How to identify and agree on priorities where counteraction can achieve the result desired or is considered necessary to defend values and norms central for the EU. This might come at a price, either by sacrificing or making concessions on other issues, or by having to deal with China’s retaliation, especially if the EU considers instruments such as targeted sanctions over egregious abuses.
Debates on multilateral institutions and alliance politics with the United States have negatively affected the transatlantic relations.
Divergences of interests with the United States are not new; there may in fact be currently more consultations concerning some issues regarding China. However, fairly convergent views on China’s domestic and international trends have been overshadowed in the last years by debates on multilateral institutions and alliance politics. This, and perceived differences over values, has impacted large sectors of European public opinion – in some cases, almost as large as China’s authoritarian and aggressive behavior. US demands to the EU or member states for alignment with the US agenda (including threats of secondary sanctions, end of cooperation and information sharing, etc.) have not been helpful. Creating trust with the new administration in 2021 will require a more balanced dialogue – which also implies that the EU is able to present its own needs and proposals.

========

TASK A
According to the passage on EU policy toward China, what will creating trust with the new US administration in 2021 require?
TASK B
From the passage on EU policy toward China, extract the span that begins at the words "How to identify" and stops after the words "over egregious abuses.". Copy it word for word.

========

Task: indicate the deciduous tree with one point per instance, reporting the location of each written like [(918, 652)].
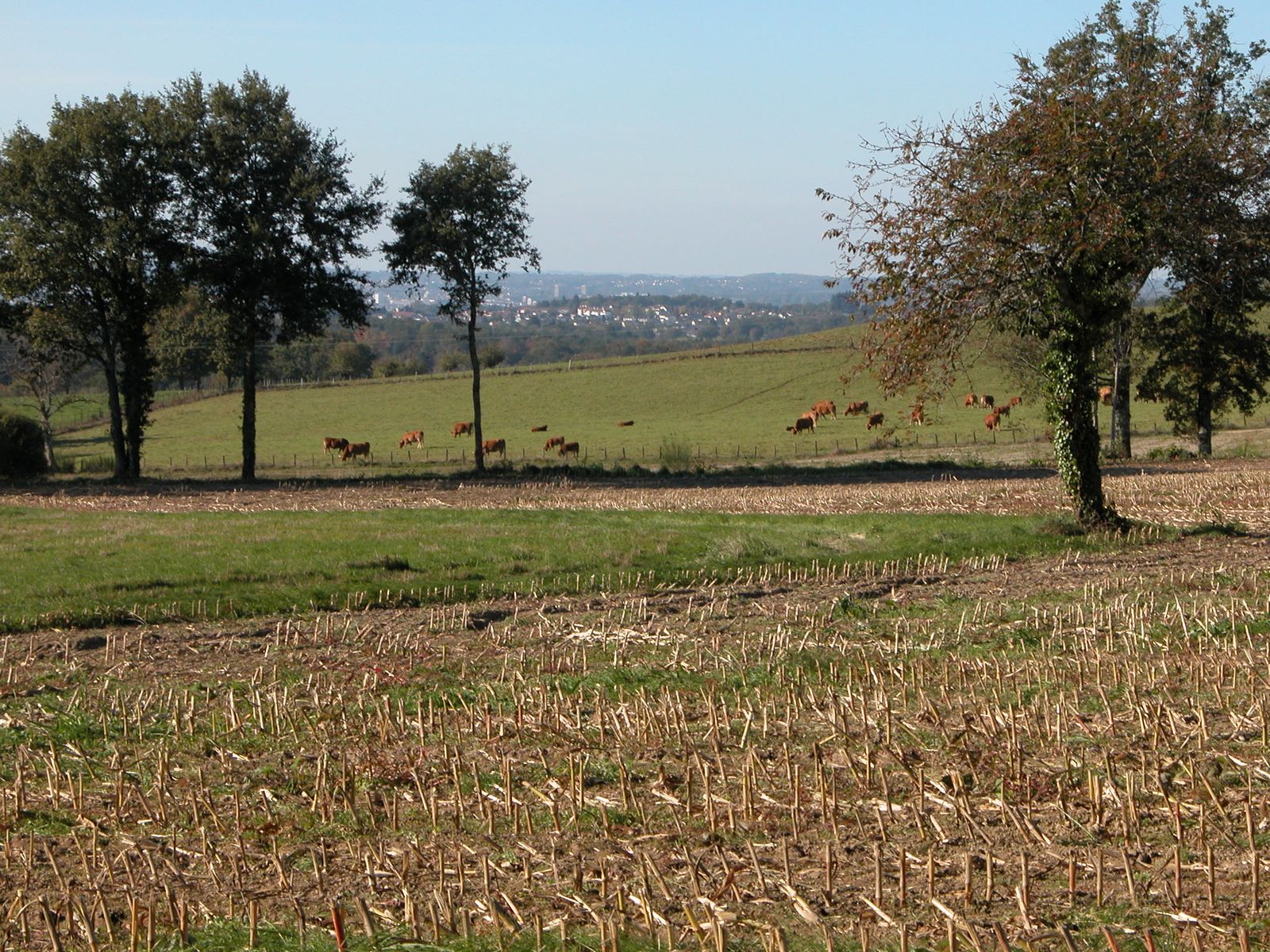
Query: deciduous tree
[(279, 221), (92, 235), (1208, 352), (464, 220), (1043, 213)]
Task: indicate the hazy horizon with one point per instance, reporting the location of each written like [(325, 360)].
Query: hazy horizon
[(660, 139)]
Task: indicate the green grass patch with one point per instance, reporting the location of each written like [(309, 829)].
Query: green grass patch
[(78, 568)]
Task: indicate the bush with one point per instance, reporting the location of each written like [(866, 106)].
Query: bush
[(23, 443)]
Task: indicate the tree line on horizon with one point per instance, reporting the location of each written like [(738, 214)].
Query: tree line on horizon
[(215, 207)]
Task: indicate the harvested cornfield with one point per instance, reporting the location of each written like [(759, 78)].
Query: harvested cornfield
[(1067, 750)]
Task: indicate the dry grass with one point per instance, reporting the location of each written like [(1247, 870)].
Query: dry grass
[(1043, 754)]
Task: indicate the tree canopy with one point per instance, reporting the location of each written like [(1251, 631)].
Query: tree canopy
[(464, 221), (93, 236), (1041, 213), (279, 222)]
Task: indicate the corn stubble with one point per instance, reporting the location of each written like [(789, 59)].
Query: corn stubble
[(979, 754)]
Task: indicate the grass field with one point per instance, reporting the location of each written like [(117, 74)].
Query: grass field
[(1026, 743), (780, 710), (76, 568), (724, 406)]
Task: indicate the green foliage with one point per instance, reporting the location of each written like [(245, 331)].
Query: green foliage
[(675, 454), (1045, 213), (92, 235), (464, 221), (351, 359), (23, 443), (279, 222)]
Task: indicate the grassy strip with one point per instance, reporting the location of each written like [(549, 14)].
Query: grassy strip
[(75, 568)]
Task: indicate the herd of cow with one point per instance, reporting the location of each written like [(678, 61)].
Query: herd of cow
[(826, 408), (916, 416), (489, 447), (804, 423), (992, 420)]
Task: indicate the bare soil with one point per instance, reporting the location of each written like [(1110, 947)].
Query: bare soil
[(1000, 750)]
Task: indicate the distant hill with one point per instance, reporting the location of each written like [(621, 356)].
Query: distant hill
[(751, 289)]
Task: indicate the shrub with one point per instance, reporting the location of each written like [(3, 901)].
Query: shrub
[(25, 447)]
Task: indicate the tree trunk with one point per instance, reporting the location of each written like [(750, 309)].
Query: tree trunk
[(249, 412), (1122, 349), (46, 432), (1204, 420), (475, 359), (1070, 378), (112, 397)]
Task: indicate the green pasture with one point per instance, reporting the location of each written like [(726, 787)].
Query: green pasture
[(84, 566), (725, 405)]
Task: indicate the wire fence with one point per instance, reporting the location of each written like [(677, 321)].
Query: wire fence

========

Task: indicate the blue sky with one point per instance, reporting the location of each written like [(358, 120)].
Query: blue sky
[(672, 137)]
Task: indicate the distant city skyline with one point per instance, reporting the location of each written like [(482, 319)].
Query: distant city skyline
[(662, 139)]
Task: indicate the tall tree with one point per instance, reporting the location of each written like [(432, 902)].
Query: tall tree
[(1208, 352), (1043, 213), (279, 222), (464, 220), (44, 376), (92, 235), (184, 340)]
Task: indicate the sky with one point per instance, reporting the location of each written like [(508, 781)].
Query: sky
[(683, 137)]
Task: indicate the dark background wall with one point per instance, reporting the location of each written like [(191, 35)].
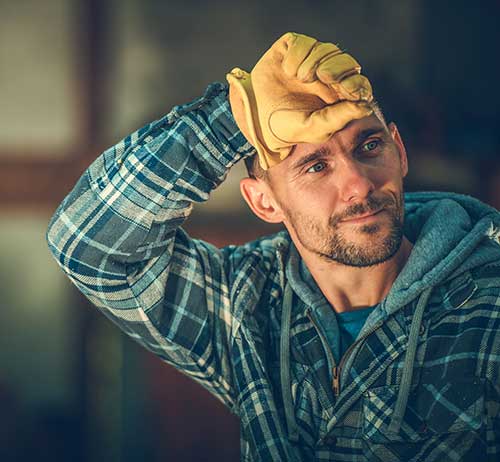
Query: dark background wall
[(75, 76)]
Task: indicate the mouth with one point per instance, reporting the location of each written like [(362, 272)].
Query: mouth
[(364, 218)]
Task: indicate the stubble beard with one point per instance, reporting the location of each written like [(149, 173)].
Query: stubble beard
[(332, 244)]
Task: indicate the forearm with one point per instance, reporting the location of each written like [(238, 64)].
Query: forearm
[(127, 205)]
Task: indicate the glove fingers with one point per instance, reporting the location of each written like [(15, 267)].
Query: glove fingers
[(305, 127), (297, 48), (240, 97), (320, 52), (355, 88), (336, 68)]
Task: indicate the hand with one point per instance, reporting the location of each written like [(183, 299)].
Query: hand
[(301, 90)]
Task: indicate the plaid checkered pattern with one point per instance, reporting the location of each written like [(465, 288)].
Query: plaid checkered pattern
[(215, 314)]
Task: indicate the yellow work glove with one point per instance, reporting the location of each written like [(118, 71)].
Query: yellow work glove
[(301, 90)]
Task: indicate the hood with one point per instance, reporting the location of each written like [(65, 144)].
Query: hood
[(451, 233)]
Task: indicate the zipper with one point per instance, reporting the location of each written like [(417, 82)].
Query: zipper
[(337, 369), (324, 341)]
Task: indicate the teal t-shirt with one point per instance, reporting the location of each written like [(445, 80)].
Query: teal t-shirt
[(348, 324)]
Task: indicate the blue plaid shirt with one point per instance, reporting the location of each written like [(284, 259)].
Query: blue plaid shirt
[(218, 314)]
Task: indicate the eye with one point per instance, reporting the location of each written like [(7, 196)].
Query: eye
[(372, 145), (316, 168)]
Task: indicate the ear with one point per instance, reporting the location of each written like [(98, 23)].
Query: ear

========

WORKED SOLUTION A
A more balanced dialogue, which also implies that the EU is able to present its own needs and proposals.

WORKED SOLUTION B
How to identify and agree on priorities where counteraction can achieve the result desired or is considered necessary to defend values and norms central for the EU. This might come at a price, either by sacrificing or making concessions on other issues, or by having to deal with China’s retaliation, especially if the EU considers instruments such as targeted sanctions over egregious abuses.